* [WHAT NEEDS TO BE DONE]
Repeat only the lines from the one holding "A point falls on each instance of the blue" down to the last line of the listing below, including both of those lines.

Collection entries:
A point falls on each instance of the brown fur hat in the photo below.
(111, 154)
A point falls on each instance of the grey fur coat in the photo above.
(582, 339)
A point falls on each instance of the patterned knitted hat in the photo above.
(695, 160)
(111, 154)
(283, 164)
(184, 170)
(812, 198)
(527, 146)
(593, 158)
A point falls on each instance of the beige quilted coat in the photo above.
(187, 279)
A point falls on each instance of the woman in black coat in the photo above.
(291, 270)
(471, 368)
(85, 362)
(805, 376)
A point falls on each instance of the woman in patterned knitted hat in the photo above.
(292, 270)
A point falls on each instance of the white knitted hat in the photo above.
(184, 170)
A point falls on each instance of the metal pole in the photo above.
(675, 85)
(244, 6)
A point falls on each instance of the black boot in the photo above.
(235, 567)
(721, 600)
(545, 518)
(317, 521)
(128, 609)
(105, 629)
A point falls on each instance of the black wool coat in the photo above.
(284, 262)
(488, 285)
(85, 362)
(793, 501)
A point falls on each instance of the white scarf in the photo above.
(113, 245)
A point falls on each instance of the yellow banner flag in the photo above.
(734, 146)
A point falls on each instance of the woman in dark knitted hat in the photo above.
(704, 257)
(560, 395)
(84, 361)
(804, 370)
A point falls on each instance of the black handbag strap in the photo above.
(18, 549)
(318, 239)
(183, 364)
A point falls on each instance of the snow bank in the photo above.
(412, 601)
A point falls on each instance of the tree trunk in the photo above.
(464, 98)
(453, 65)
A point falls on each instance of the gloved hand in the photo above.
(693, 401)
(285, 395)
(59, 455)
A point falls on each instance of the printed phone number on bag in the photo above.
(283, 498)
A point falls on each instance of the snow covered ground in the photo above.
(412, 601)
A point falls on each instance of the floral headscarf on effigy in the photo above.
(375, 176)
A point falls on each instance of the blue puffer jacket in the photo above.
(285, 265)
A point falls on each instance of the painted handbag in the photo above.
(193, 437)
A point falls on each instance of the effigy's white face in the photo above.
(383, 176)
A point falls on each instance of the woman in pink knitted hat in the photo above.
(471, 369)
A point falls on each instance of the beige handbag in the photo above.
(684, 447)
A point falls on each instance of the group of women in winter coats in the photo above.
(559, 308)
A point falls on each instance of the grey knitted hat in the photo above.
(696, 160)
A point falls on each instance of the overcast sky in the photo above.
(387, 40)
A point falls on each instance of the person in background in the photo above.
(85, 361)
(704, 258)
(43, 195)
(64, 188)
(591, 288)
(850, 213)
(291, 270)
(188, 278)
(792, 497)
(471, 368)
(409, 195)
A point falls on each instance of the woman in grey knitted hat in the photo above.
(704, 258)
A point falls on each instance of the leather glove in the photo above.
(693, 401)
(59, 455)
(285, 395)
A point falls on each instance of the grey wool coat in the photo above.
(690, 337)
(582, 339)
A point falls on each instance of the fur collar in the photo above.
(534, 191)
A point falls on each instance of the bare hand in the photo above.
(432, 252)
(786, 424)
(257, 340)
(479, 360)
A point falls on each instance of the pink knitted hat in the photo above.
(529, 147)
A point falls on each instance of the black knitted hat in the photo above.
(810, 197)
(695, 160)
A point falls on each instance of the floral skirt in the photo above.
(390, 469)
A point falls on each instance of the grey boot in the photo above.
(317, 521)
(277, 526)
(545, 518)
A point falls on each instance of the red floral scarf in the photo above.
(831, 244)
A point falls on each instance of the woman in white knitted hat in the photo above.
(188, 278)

* [FINAL RESULT]
A point falls on each instance of the blue puffer jacket in the photo above.
(285, 265)
A point falls on each instance of the painted handbag in the photo above.
(193, 437)
A point falls on each instance of the effigy's white face in the photo above.
(383, 176)
A point falls on each instance of the woman in pink knitted hat in the photo above.
(471, 369)
A point falls on each instance of the beige handbag in the photo above.
(684, 447)
A point falls on each instance of the group of women in winter coats in the photo above.
(559, 308)
A point falls on each instance of the grey knitted hat in the photo above.
(696, 160)
A point falls on each instance of the overcast sky in the photo above.
(387, 40)
A point falls on each instance of the person in background in the photo above.
(85, 361)
(704, 258)
(43, 195)
(64, 188)
(591, 288)
(850, 213)
(291, 270)
(188, 278)
(792, 497)
(471, 368)
(409, 195)
A point falls on each instance of the woman in grey knitted hat in the photo above.
(704, 258)
A point falls on each instance of the leather glove in the photo above.
(693, 401)
(59, 455)
(285, 395)
A point falls on each instance of the grey wool coat in the photo above.
(690, 337)
(582, 339)
A point falls on each instance of the fur collar in the photo above.
(534, 191)
A point falls on each instance of the bare hand in the photo above.
(432, 252)
(786, 424)
(257, 340)
(479, 360)
A point falls on each instance of the pink knitted hat in the photo above.
(529, 147)
A point falls on each instance of the black knitted hat in the photo above.
(810, 197)
(695, 160)
A point falls on each instance of the floral skirt in the photo above.
(390, 469)
A point falls on each instance of the grey boot in the photo above.
(317, 521)
(277, 526)
(545, 518)
A point falls on each instance of the red floral scarf in the photo above.
(831, 244)
A point falls on each instance of the woman in white knitted hat in the photo above.
(188, 278)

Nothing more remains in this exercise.